Start

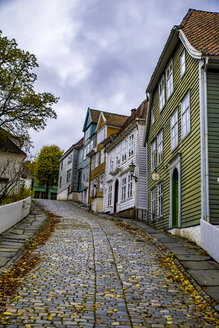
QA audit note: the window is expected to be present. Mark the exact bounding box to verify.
[158,183,163,217]
[116,146,121,167]
[66,170,71,182]
[151,140,156,171]
[100,173,105,191]
[79,149,83,163]
[68,154,72,164]
[108,185,113,206]
[97,126,106,145]
[157,130,163,165]
[180,50,186,77]
[129,133,134,157]
[90,178,98,197]
[96,152,99,167]
[84,127,90,140]
[128,174,133,198]
[158,76,165,111]
[100,149,104,164]
[151,188,156,221]
[122,140,127,162]
[166,62,173,99]
[151,106,155,125]
[181,92,190,139]
[110,152,114,171]
[171,110,178,150]
[122,177,126,200]
[91,155,95,170]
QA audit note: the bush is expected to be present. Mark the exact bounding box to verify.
[0,184,34,205]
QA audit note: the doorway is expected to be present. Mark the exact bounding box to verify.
[172,168,179,228]
[114,179,119,213]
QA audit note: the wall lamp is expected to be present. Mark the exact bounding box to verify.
[129,161,138,182]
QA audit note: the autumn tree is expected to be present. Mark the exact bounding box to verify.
[0,31,58,149]
[34,145,63,198]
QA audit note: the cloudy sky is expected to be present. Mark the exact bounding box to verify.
[0,0,219,154]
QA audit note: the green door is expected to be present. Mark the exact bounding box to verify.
[172,168,179,227]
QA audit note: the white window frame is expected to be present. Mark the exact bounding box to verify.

End

#### The request
Give the records above as a two-column CSV with the columns "request" and "answer", one row for each request. Put its text and its answer each in a single quoted field, turning line breaks into spaces. Begin at the start of the records and stop after the line that contains "[110,152,114,171]", leaving the pictures out.

#### Output for this task
request,answer
"QA audit note: the window is expected to be present. Mark the exact bounding box to verify.","[158,183,163,217] [116,146,121,167] [66,170,71,182] [151,140,156,171] [100,173,105,191] [79,149,83,163] [68,154,72,164] [108,185,113,206] [97,126,106,145] [157,130,163,165] [180,50,186,77] [129,133,134,157] [90,178,98,197] [96,152,99,167] [84,127,90,140] [128,174,133,198] [158,76,165,111] [100,149,104,164] [151,188,156,221] [122,140,127,162] [166,62,173,99] [151,106,155,125] [181,92,190,139] [110,152,114,171]"